# [Task description]
A verbatim copy of all the data is required; the pictures should not appear in it.

"""

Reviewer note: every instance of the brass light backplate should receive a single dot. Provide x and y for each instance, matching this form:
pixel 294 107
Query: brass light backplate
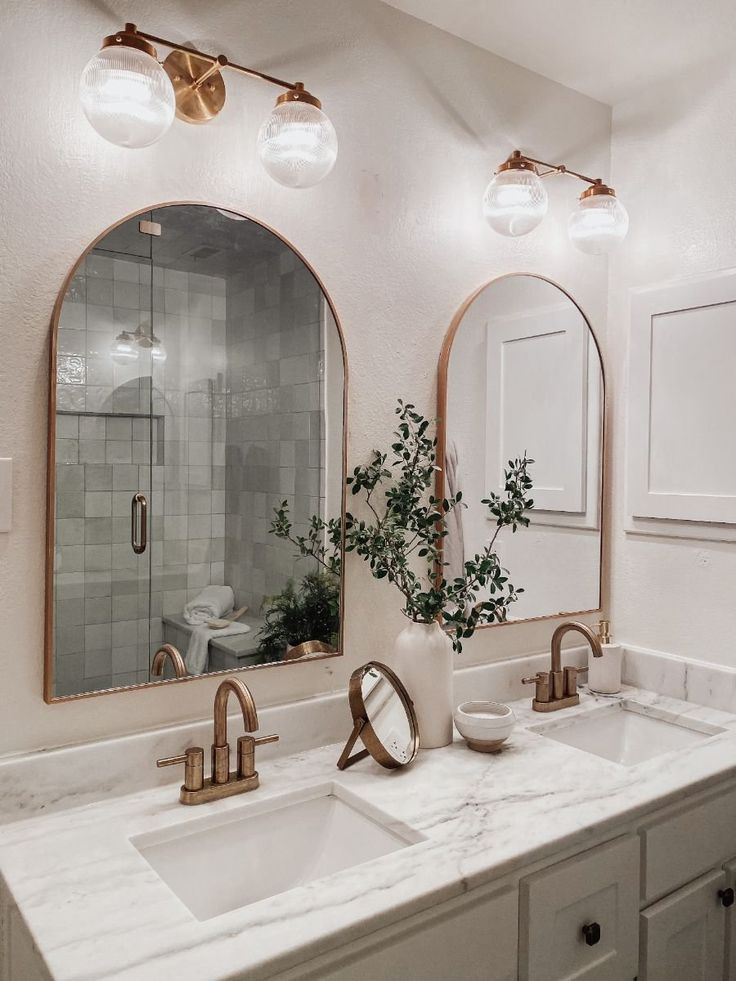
pixel 596 189
pixel 195 103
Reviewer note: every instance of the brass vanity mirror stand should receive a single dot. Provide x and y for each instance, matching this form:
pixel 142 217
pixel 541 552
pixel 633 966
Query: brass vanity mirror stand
pixel 383 718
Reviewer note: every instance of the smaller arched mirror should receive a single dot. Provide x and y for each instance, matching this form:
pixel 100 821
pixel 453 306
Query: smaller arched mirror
pixel 521 372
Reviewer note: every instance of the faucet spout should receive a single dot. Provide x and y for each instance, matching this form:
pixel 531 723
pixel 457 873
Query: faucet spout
pixel 221 747
pixel 558 688
pixel 168 651
pixel 247 707
pixel 581 628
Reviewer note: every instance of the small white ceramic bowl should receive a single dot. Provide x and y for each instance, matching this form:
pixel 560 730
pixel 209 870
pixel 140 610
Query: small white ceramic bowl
pixel 484 725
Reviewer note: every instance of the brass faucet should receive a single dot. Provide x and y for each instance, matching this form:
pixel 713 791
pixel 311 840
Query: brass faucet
pixel 558 688
pixel 222 783
pixel 177 661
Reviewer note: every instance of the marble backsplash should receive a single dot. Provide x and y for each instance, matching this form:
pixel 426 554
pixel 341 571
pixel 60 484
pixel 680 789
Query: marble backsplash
pixel 57 779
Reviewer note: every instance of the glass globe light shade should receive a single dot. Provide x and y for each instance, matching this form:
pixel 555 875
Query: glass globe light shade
pixel 297 144
pixel 158 351
pixel 127 96
pixel 124 349
pixel 598 224
pixel 515 202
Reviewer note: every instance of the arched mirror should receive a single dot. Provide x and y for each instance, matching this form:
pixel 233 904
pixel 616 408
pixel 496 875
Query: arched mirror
pixel 196 434
pixel 521 371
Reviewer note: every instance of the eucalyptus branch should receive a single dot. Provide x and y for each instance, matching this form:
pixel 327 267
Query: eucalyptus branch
pixel 414 523
pixel 313 544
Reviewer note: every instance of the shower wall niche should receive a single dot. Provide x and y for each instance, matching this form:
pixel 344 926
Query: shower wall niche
pixel 194 372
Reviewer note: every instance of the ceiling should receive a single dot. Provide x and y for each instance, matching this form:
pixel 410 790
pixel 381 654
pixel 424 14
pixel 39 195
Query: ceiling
pixel 607 49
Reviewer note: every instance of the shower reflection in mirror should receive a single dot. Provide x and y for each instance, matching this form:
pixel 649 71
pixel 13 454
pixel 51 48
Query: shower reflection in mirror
pixel 198 383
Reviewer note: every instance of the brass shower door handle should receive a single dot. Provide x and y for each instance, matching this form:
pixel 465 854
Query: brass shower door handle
pixel 139 523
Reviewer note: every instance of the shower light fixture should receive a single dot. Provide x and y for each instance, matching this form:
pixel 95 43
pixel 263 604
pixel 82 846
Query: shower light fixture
pixel 124 349
pixel 515 202
pixel 127 347
pixel 130 99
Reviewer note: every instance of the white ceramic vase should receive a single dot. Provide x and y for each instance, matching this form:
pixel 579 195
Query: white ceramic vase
pixel 423 660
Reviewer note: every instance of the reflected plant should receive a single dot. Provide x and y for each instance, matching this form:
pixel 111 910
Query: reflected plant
pixel 309 612
pixel 407 528
pixel 402 540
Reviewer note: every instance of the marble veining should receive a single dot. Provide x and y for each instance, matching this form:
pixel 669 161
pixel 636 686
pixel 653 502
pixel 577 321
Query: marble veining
pixel 95 908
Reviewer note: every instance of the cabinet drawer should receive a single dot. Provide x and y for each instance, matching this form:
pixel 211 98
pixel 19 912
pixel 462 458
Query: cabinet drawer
pixel 688 844
pixel 597 889
pixel 682 935
pixel 473 938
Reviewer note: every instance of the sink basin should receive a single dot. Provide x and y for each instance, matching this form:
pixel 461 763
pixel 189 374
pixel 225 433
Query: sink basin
pixel 627 732
pixel 227 861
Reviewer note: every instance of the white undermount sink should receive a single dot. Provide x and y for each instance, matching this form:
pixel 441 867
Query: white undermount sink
pixel 227 861
pixel 627 732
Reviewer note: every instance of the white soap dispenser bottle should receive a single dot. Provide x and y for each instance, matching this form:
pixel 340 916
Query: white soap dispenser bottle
pixel 604 673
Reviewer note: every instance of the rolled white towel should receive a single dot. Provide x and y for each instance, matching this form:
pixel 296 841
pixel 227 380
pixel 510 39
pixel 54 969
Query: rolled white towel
pixel 213 601
pixel 195 658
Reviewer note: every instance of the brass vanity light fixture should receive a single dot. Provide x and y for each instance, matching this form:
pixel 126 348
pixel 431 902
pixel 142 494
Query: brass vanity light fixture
pixel 131 99
pixel 515 202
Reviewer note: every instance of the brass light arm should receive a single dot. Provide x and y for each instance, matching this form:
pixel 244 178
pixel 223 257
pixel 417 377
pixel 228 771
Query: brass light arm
pixel 218 61
pixel 517 157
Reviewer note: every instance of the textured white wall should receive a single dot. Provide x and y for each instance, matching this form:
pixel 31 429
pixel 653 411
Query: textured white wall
pixel 673 151
pixel 395 233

"""

# [Solution for this problem]
Reviewer note: every instance of the brass light backplate should receive a single dot. Provide x and y for each instance, matching this form:
pixel 294 107
Query: brass light backplate
pixel 596 189
pixel 195 103
Reviewer note: every instance of the brass vanity mirror stand should receive a single dot. Provide x and y for each instance, matching this form:
pixel 142 217
pixel 541 552
pixel 633 966
Query: brass vanity mirror stand
pixel 383 718
Reviewer note: every instance of the smaller arched mirror should receive a single dot. Provide x and y for each instance, matching this form:
pixel 100 821
pixel 453 306
Query: smaller arched mirror
pixel 521 372
Reviewer note: every instance of the faucet spout should receive a single dot. Provide x and y for each instance, matching this form:
pixel 531 723
pixel 457 873
Query: faucet spout
pixel 221 747
pixel 558 688
pixel 168 651
pixel 247 707
pixel 581 628
Reviewer note: every instance of the small white ceramic bowl should receive a single dot. Provide x and y for each instance, matching this form:
pixel 560 730
pixel 209 870
pixel 140 610
Query: small white ceramic bowl
pixel 484 725
Reviewer note: every instance of the brass faucet should receive a single dot. Provide x and y for each instance, matching this form:
pixel 713 791
pixel 311 840
Query: brass faucet
pixel 558 688
pixel 222 783
pixel 177 661
Reviewer note: every instance of the marble backsplash should receive a single dot. Provide x and y for each instance, matching this form:
pixel 426 554
pixel 341 571
pixel 60 484
pixel 680 789
Query: marble backsplash
pixel 57 779
Reviewer note: every instance of the glass globe light shade should receive a single dot. Provide x and y for each instance, matching this form:
pixel 555 875
Query: glass globe light shade
pixel 297 144
pixel 158 351
pixel 127 96
pixel 124 349
pixel 598 224
pixel 515 202
Reviewer note: every instance of the arched mirror should receive a single dot. Provide x and y for each instance, matching this form:
pixel 233 904
pixel 616 408
pixel 496 875
Query: arched mirror
pixel 196 434
pixel 521 371
Reviewer note: every instance of the eucalyptus branch should receive a single dot. Provide x and y for each instance, matching this form:
pixel 327 267
Query: eucalyptus branch
pixel 414 523
pixel 313 544
Reviewer note: every instance of the shower wall niche should receive a single dot. Provide x and y for each instance, matching this form:
pixel 344 926
Query: shower wall niche
pixel 194 372
Reviewer note: every instance of the ceiling should receive a single dot. Provide x and y for each instance, matching this form:
pixel 410 790
pixel 381 654
pixel 424 14
pixel 39 195
Query: ceiling
pixel 607 49
Reviewer note: every instance of the shower reflection in mirror should receive a single dot. Provide x and y for each instance, matching this form:
pixel 649 71
pixel 13 454
pixel 51 48
Query: shower reflection in mirror
pixel 198 383
Reviewer note: every instance of the brass shower door handle should receive a single dot. Provide x and y for each instance, matching this form:
pixel 465 854
Query: brass shower door handle
pixel 139 523
Reviewer note: every instance of the shower light fixture should receive a single dot. Provide x and y for each instance, matching this form:
pixel 95 43
pixel 263 604
pixel 82 846
Query: shower light fixture
pixel 124 349
pixel 515 202
pixel 127 347
pixel 130 99
Reviewer note: every instance of the white ceramic vase should receive a single dot. Provide x and y for each instance, matching this form:
pixel 579 195
Query: white ceramic vase
pixel 423 660
Reviewer note: every instance of the reflected plant should receive a single dot. Provide x and y for each instance, matching this form:
pixel 111 910
Query: reflected plant
pixel 309 612
pixel 407 528
pixel 402 540
Reviewer note: every instance of the marble veining should receive a single dot. Provide x and y for each instance, matching this form:
pixel 669 161
pixel 636 686
pixel 653 502
pixel 577 321
Query: marble veining
pixel 95 908
Reviewer note: every instance of the cabinet drawer should receive a single dot. Provide x and y for each instance, matching this form:
pixel 211 98
pixel 19 912
pixel 462 458
Query: cabinet drawer
pixel 688 844
pixel 597 889
pixel 682 935
pixel 473 938
Reviewer note: every instance of the sink basin should receive a single dot. Provide x and y for each instance, matching this form:
pixel 461 763
pixel 189 374
pixel 225 433
Query: sink basin
pixel 627 732
pixel 227 861
Reviewer note: every instance of the white undermount sink should receive a single dot. Provide x and y for each instance, matching this form:
pixel 441 867
Query: white undermount sink
pixel 227 861
pixel 627 732
Reviewer note: every instance of the white soap dispenser bottle should receive a single dot. Provide x and y for each instance, matching this form:
pixel 340 916
Query: white soap dispenser bottle
pixel 604 673
Reviewer note: every instance of the rolled white towel should receive a single dot. Provide x and y for each instance, matching this form:
pixel 296 841
pixel 227 380
pixel 510 39
pixel 54 969
Query: rolled white towel
pixel 213 601
pixel 195 658
Reviewer note: every instance of the brass vanity light fixture should receive a single dot. Provide x and y for each instance, matching this form:
pixel 126 348
pixel 431 902
pixel 142 494
Query: brass vanity light fixture
pixel 131 99
pixel 515 202
Reviewer note: every instance of the brass light arm should receive a single dot. Provide x and y for each instance, matching this form:
pixel 244 178
pixel 223 257
pixel 417 377
pixel 228 771
Query: brass light arm
pixel 218 61
pixel 517 157
Reviewer note: every instance of the textured white wall should receive a single dot. Provide x and y for each instance, matching this form:
pixel 31 429
pixel 653 411
Query: textured white wall
pixel 673 151
pixel 395 233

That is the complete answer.